§ SELECTED TEXT:
++++

I saw this footpath in an exceptionally bad statefor it is only used in winter when the higher roads are impassable from snow; and after all the damage of winter and spring it is not repaired until the beginning of winter. But no repairing, short of blasting

out galleries in the face of the rock, could make much improvement in it. It was not, however, the danger of this path which made it frightful to me; that only made it interesting, and served as a stimulus. The mischief was that, in my disabled and weak state, I had to exert myself almost continuously on it for twelve hours in a burning sun. The Súgnam men did all in their power to assist me, and I could not but admire, and be deeply grateful for, their patience and kindness. But the longest day has an end, as Damiens said when he was taken out to be tortured; and we reached Pú at last, my bearers, as they approached it, sending up sounds not unlike the Swiss jödel, which were replied to in similar fashion by their companions who had reached the place before them. Pú is a large village, situated about a thousand feet above the bed of the Sutlej, on the slope of a high, steep mountain. I found that my tent had been pitched on a long terraced field, well shaded with apricot-trees, on the outskirts of the village, and that Mr Pagell, the Moravian missionary, was absent on a long journey he was making in Spiti. Mrs Pagell, it appeared, was living with some native Christians near by, in a house guarded by ferocious dogs; but as she spoke neither English nor Hindústhani, only German and Tibetan, Silas had been unable to communicate with her, and the use of Nurdass as an interpreter had not then been discovered. This was serious news for a man in my condition; but I was in too deathlike a state to do anything, and lying down in my tent, did not make any attempt to leave it until the day after next.

CHAPTER XV.

THE VALLEY OF THE SHADOW OF DEATH.

COMPANIONS IN MY ILLNESS-SAND-FLIES-SCORPIONS-SERPENTS

TIBETAN MASTIFFS-CHINESE TARTARS-A SNOW-BEAR-GROUND
TOO DEAR FOR BURIAL-COR SCORPIONIS.

So soon as able, I staggered up to Mrs Pagell's residence, and explained the position I was in. She at once gave me access to her husband's store of medicines, where I found all I required to treat myself with -calomel, steel, chalk, Dover's powder, and, above all, pure ipecacuanha, which nauseous medicine was to me like a spring of living water in a dry and thirsty land, for I knew well that it was the only drug to be relied on for dysentery. This good Moravian sister was distressed at having no proper accommodation in her house for me; but, otherwise, she placed all its resources at my disposal, and soon sent off a letter to be forwarded from village to village in search of her husband. Considering that, in ten years, Mrs Pagell had seldom seen a European, it was only to be expected that she should be a little flustered, and at a loss what to do; but her kindness was genuine, and I was greatly indebted to her.

++++

§ DATA EXCERPTS:
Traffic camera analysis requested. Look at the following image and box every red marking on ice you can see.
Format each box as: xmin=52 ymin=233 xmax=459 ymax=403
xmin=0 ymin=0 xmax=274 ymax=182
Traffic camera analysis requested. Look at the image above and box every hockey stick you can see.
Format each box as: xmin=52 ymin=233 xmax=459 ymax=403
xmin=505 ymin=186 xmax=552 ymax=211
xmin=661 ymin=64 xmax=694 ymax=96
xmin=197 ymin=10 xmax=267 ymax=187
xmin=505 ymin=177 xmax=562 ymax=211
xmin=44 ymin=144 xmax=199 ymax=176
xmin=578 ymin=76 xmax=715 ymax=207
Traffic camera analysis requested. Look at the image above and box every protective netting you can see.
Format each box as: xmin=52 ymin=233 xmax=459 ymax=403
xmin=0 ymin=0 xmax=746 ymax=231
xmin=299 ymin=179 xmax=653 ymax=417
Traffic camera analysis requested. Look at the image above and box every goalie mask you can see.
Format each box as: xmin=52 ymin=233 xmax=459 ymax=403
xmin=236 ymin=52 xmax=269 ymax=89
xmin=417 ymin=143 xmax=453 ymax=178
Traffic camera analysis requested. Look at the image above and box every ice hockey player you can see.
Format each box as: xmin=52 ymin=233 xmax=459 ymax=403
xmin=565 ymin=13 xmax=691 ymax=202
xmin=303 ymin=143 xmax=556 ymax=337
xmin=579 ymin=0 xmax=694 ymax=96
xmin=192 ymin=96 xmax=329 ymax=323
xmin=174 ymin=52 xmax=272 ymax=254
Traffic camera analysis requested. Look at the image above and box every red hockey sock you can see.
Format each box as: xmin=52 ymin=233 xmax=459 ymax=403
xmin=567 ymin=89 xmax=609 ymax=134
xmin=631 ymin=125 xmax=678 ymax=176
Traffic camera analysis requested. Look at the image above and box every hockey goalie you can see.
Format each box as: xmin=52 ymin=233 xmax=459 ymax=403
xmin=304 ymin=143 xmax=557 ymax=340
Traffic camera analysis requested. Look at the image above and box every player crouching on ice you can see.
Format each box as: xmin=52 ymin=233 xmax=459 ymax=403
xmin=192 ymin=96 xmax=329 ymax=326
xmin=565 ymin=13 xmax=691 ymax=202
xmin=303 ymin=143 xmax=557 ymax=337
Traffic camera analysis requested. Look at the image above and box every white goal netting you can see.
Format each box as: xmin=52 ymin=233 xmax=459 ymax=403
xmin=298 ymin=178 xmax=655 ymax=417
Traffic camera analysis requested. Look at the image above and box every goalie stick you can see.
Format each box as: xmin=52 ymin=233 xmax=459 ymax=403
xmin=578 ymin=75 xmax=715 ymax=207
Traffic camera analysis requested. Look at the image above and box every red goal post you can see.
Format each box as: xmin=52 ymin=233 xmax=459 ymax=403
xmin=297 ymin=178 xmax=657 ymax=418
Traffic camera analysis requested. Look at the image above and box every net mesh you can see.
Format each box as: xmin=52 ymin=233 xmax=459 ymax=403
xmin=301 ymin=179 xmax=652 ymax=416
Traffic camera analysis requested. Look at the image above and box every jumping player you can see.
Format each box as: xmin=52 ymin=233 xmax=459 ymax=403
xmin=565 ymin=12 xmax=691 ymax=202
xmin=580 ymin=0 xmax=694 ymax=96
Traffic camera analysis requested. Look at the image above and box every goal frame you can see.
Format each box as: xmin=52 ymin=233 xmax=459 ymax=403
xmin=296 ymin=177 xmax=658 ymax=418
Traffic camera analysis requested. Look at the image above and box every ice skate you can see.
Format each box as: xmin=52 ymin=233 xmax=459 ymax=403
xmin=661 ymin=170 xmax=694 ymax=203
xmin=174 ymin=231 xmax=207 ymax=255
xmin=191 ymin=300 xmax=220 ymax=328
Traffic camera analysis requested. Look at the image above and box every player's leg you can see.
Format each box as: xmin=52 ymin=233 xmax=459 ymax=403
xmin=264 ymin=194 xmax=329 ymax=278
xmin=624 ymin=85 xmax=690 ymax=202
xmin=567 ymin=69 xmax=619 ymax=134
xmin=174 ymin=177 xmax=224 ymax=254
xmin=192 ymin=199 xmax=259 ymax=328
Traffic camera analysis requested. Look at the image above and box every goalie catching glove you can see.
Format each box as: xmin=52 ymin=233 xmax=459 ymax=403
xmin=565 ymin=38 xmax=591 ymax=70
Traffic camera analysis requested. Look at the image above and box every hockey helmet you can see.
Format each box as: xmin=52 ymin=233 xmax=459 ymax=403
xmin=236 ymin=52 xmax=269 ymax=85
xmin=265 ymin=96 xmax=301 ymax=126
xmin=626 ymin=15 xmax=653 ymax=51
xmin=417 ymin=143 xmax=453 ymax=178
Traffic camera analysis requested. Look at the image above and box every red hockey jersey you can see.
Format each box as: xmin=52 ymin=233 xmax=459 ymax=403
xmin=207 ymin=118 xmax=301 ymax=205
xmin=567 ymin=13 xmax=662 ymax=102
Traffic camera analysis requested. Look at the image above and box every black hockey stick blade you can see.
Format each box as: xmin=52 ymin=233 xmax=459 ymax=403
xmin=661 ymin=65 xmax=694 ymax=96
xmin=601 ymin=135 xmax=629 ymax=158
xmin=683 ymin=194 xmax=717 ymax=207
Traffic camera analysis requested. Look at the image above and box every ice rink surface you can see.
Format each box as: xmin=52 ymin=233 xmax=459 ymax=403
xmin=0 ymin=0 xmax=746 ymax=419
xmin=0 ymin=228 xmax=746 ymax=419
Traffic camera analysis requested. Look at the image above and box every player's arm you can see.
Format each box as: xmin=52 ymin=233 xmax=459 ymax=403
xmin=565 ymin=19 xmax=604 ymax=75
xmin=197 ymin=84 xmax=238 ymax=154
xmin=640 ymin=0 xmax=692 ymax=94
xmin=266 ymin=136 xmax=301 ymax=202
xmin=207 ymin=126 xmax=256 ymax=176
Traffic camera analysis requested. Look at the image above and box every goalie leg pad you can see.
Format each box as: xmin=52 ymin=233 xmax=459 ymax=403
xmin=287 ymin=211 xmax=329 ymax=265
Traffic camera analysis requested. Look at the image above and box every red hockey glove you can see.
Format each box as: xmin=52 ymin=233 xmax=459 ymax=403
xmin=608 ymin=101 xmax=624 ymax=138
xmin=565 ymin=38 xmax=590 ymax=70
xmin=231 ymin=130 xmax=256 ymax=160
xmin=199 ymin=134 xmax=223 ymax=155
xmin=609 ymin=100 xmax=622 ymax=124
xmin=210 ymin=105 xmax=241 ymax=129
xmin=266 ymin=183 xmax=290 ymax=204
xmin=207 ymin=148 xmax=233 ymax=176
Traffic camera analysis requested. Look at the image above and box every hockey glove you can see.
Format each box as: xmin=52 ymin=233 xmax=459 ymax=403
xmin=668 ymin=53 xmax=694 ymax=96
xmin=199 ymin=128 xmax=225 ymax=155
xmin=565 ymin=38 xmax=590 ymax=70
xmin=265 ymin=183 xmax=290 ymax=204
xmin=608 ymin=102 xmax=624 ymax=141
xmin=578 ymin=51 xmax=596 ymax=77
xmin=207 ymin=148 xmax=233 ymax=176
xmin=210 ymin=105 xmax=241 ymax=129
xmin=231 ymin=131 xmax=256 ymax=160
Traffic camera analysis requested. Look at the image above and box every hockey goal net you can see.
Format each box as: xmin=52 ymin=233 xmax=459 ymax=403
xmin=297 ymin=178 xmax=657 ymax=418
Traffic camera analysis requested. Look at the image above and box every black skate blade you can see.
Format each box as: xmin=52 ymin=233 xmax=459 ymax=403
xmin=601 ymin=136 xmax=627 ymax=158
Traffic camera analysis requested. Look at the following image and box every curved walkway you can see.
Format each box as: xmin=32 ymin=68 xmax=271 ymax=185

++++

§ APPLY WHAT YOU READ:
1. In the Pú passage, how far above the bed of the Sutlej does Pú sit?
2. For each statement, say yes or no depending on whether it agrees with the Pú passage, and quote the words that decide it: (a) Mrs Pagell spoke English and German. (b) The tent stood on a terraced field shaded by apricot-trees. (c) Mr Pagell was away on a journey in Spiti.
3. Swap "SNOW-BEAR" for "BROWN BEAR" in the Pú passage, starting at "THE VALLEY OF" and ending at "FOR BURIAL-COR SCORPIONIS.", and write that part out again.
The rows have nothing to do with the Pú passage.

§ ANSWERS TO THIS EXERCISE:
1. About a thousand feet.

2.
(a) No: "she spoke neither English nor Hindústhani, only German and Tibetan"
(b) Yes: "my tent had been pitched on a long terraced field, well shaded with apricot-trees"
(c) Yes: "was absent on a long journey he was making in Spiti"

3.
THE VALLEY OF THE SHADOW OF DEATH.

COMPANIONS IN MY ILLNESS-SAND-FLIES-SCORPIONS-SERPENTS

TIBETAN MASTIFFS-CHINESE TARTARS-A BROWN BEAR-GROUND
TOO DEAR FOR BURIAL-COR SCORPIONIS.